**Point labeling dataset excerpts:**
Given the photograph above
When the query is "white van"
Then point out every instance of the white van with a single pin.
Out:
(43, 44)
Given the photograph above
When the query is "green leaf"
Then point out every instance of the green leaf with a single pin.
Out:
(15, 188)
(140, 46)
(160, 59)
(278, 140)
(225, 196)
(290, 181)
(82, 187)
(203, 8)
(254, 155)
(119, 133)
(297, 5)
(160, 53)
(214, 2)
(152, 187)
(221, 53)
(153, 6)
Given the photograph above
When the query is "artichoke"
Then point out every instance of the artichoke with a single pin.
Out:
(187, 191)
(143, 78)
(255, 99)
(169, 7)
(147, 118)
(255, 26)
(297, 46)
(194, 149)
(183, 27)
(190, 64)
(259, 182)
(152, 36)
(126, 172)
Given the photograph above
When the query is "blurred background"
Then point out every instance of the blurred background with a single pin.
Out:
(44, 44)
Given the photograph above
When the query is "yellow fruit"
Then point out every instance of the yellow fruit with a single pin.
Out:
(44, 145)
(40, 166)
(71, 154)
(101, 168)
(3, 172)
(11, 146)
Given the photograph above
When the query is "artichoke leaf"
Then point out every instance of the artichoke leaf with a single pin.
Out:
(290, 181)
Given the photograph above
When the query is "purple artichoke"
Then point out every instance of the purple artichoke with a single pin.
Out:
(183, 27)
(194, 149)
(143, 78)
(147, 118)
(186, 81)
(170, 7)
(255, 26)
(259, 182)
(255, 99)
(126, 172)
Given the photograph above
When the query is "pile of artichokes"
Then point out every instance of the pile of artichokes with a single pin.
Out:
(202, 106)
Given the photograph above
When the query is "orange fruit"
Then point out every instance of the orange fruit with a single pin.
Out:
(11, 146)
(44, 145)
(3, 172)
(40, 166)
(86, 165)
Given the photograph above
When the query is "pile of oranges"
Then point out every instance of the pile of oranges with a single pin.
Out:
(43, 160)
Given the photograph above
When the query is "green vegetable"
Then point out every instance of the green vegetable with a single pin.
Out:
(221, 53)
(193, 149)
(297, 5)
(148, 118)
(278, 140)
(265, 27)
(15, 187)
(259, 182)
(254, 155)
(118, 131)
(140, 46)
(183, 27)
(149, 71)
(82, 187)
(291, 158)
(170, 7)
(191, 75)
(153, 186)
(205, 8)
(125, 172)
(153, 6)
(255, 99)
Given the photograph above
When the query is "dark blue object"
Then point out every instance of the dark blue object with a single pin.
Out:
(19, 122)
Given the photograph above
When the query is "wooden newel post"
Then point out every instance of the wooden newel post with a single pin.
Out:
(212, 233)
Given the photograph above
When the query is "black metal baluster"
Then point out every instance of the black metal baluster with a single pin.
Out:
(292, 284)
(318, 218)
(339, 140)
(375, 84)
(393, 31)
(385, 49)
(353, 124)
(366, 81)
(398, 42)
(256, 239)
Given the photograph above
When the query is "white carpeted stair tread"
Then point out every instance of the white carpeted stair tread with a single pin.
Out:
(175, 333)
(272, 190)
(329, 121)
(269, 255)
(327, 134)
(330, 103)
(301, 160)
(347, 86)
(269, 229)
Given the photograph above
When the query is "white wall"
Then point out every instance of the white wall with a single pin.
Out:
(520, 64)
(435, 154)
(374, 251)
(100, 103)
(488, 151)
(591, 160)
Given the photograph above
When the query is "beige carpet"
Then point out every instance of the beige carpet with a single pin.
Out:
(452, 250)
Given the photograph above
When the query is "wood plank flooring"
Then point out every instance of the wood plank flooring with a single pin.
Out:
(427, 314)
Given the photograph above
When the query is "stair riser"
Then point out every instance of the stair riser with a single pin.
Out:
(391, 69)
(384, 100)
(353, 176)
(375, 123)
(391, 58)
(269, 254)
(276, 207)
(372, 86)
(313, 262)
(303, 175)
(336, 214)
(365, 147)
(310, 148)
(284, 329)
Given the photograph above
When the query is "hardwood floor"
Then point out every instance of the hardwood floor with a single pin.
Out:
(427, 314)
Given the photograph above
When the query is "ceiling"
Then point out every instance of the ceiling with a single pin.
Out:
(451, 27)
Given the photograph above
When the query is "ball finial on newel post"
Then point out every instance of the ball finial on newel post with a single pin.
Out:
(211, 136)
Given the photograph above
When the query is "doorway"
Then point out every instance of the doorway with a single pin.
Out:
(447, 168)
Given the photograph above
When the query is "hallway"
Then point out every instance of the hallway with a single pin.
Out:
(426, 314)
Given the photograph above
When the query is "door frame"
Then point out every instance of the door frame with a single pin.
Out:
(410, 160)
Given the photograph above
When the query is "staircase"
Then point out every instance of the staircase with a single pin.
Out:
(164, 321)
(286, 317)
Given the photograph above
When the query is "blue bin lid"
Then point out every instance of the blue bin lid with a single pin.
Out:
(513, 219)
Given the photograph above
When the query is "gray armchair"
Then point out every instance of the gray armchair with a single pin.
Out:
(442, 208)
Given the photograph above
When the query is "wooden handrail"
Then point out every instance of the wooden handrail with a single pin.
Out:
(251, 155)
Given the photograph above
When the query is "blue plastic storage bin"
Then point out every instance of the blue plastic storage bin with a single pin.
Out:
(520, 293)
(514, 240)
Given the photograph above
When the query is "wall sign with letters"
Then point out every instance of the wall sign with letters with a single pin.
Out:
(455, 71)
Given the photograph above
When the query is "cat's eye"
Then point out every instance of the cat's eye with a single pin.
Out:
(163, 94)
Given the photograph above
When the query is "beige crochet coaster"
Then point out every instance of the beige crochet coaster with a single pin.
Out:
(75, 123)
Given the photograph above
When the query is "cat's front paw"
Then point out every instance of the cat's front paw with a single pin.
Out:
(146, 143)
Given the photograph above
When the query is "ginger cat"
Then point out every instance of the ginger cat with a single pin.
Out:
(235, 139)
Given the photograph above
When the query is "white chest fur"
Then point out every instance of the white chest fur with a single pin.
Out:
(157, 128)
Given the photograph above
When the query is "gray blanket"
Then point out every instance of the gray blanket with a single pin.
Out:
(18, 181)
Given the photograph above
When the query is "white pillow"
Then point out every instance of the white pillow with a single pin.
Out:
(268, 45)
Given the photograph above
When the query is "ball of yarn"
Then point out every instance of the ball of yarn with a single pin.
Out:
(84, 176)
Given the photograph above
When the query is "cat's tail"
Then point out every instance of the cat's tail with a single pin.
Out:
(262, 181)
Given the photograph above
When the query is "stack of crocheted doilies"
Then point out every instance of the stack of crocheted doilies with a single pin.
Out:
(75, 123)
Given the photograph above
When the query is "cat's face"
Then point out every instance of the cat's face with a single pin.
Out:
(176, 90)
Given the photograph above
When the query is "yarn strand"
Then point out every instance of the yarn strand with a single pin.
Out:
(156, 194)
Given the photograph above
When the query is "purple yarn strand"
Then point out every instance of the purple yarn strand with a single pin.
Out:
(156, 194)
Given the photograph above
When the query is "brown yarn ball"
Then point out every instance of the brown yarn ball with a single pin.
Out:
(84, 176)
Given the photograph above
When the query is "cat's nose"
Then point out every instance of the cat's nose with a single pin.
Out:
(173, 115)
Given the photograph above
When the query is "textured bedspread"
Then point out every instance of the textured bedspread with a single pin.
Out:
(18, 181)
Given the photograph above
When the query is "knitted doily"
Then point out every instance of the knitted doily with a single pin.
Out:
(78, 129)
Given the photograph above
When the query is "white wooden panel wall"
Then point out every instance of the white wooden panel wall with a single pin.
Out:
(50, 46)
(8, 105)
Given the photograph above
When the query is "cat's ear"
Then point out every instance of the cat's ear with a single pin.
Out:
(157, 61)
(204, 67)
---
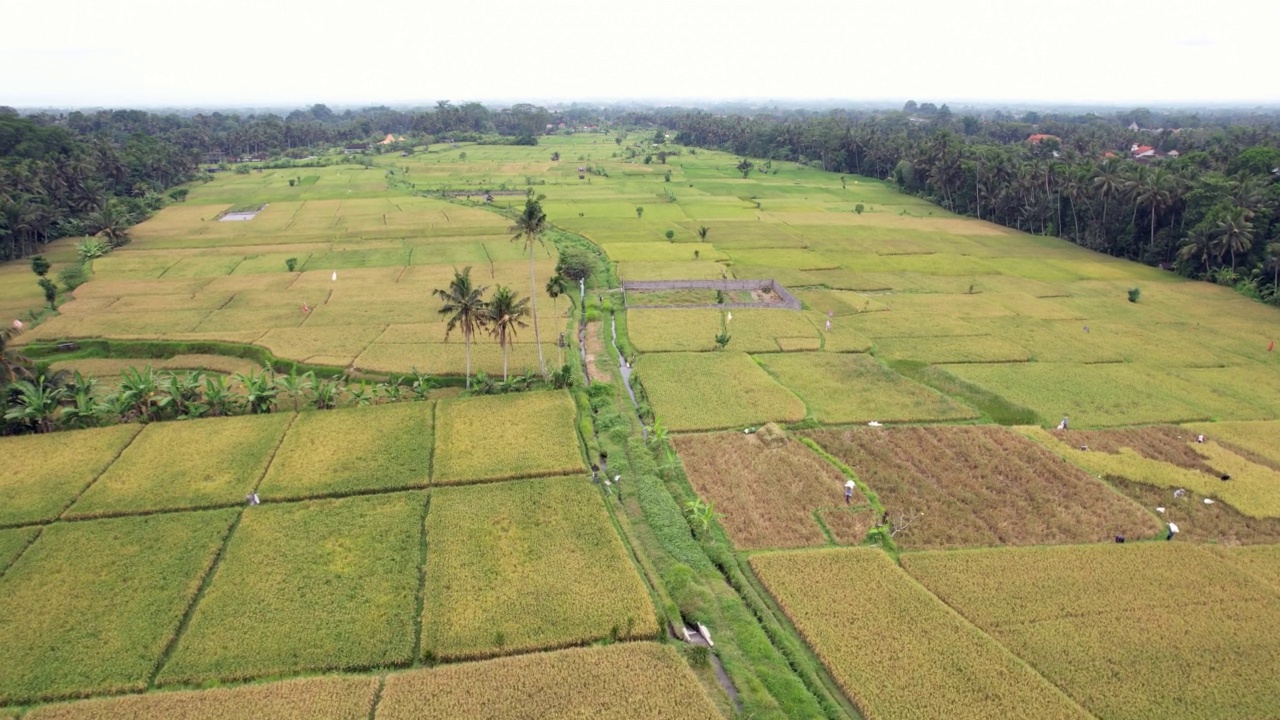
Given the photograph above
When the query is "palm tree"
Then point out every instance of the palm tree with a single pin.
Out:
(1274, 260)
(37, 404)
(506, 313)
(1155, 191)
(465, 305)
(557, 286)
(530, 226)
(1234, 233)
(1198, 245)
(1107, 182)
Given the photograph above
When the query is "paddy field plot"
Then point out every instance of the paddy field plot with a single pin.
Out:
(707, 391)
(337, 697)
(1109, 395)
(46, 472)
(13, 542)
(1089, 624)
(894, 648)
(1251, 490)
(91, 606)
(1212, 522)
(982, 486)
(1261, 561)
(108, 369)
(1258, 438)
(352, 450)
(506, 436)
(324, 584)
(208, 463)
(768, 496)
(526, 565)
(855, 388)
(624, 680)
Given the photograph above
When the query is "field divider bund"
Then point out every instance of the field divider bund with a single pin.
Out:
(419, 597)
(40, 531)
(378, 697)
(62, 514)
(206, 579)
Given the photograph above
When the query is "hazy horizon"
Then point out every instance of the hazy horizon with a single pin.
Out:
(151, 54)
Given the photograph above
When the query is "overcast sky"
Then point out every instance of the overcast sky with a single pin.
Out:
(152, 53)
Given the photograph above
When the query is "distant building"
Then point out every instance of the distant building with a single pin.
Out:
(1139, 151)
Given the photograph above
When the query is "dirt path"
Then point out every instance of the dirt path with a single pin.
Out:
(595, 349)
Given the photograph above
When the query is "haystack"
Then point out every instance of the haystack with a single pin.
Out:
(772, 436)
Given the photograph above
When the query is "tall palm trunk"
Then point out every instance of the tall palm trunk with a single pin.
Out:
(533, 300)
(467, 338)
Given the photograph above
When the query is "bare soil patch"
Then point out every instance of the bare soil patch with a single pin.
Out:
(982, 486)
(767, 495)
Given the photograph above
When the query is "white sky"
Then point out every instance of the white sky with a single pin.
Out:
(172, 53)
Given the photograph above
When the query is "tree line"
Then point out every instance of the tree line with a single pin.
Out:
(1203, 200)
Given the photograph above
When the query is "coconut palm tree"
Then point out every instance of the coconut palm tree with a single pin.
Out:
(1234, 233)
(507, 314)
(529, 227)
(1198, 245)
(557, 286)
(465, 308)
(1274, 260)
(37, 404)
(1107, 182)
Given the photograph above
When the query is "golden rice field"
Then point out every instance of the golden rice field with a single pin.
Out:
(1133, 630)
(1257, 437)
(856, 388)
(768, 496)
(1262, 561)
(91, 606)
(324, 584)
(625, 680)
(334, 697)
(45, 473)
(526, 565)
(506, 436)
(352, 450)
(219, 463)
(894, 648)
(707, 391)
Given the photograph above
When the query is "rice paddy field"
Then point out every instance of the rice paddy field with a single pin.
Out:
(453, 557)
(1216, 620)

**Aim of the exercise:** List every line in the records that contains the string "dark", matching case exactly.

**Exercise response:**
When the query is "dark blue object"
Then point out every instance of the dark blue object with a single pin.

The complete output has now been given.